Excerpts of location labeling data
==============================

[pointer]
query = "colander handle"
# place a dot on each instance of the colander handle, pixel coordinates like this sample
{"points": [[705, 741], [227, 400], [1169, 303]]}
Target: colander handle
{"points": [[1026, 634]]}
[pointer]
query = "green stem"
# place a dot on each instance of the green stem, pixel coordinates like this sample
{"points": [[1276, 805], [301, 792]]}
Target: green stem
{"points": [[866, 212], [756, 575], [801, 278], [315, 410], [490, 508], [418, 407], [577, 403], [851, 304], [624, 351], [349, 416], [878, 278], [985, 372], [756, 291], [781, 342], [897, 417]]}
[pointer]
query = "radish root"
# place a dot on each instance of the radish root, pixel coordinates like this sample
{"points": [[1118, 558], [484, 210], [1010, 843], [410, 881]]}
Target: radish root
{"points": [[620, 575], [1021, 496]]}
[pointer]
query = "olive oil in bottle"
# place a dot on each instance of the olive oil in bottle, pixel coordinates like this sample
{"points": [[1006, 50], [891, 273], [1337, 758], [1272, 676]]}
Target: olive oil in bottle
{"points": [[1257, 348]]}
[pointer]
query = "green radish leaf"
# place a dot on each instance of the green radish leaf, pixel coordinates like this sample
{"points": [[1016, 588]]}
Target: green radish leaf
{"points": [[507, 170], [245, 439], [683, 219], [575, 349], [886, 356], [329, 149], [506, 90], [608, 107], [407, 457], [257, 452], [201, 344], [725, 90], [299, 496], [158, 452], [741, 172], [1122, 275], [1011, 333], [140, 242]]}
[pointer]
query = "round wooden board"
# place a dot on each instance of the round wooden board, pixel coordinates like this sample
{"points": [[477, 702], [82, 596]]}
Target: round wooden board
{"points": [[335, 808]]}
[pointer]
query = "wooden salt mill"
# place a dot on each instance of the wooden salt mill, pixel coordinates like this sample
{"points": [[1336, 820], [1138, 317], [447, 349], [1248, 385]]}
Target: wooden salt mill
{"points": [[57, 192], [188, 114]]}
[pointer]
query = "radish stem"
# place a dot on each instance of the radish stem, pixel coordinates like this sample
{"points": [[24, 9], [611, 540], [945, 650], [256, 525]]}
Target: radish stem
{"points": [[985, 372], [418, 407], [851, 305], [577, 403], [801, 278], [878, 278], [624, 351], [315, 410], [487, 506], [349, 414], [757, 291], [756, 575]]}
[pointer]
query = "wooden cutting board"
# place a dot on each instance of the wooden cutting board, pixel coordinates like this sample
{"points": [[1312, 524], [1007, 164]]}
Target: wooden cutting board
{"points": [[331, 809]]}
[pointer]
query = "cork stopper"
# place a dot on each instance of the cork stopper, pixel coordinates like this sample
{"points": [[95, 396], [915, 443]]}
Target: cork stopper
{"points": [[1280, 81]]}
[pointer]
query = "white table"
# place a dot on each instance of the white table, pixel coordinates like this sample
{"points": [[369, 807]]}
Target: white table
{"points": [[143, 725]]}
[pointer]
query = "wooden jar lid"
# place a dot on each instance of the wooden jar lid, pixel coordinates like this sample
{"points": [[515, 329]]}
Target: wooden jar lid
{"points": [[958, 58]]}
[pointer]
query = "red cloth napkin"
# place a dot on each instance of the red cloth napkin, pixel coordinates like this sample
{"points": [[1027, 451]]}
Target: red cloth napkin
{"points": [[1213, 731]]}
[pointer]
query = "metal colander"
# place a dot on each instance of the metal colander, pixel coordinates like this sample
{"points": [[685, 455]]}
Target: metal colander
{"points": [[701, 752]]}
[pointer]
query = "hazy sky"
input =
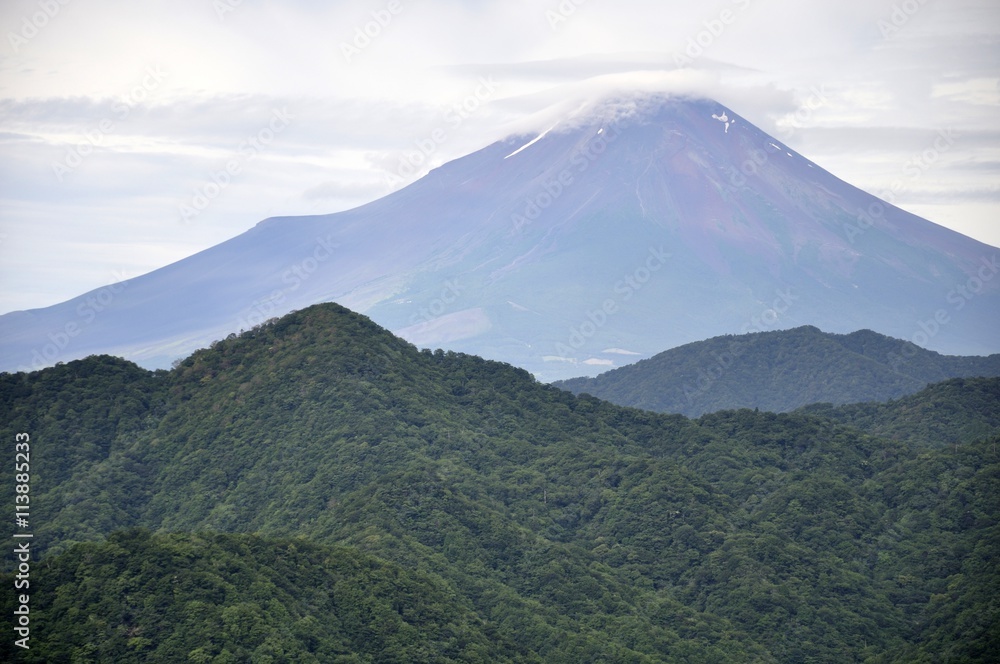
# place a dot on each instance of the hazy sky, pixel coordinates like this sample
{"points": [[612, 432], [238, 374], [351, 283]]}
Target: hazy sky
{"points": [[137, 133]]}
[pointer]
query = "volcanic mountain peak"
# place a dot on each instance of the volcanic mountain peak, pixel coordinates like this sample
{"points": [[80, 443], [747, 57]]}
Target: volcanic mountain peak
{"points": [[632, 225]]}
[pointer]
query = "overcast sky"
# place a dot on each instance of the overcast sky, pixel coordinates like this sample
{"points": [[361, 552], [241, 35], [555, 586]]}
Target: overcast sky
{"points": [[137, 133]]}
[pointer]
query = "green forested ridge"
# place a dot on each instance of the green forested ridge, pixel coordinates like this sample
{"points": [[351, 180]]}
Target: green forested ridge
{"points": [[779, 371], [565, 528], [955, 411], [235, 598]]}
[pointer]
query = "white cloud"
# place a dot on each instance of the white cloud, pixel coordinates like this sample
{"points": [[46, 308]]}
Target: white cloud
{"points": [[354, 120]]}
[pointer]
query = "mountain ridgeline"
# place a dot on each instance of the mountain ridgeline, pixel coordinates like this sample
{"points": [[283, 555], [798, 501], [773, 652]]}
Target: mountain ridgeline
{"points": [[779, 371], [318, 490], [637, 224]]}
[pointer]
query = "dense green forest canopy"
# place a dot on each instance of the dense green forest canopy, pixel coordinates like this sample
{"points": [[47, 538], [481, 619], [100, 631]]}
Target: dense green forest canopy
{"points": [[779, 371], [495, 516]]}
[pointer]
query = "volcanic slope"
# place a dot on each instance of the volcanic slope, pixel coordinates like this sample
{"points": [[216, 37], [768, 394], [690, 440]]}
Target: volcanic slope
{"points": [[634, 225]]}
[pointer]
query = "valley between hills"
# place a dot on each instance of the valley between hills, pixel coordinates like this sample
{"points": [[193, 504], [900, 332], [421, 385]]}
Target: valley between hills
{"points": [[316, 489]]}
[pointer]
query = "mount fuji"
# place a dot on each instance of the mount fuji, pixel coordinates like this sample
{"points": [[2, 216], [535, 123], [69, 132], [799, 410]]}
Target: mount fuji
{"points": [[634, 226]]}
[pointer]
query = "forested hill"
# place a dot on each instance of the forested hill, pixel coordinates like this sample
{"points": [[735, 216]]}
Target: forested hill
{"points": [[495, 516], [779, 371], [956, 411]]}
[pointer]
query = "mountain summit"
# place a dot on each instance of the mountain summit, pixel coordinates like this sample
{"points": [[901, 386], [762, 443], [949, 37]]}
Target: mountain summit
{"points": [[634, 226]]}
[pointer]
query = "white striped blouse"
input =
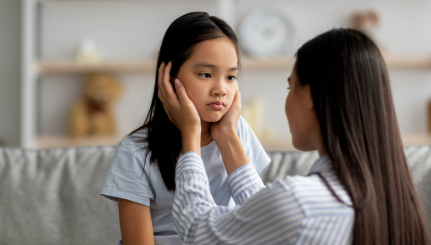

==============================

Written problem: Tally the lines of the records above that contain the string "wooden" and give only the number.

Solution to this task: 12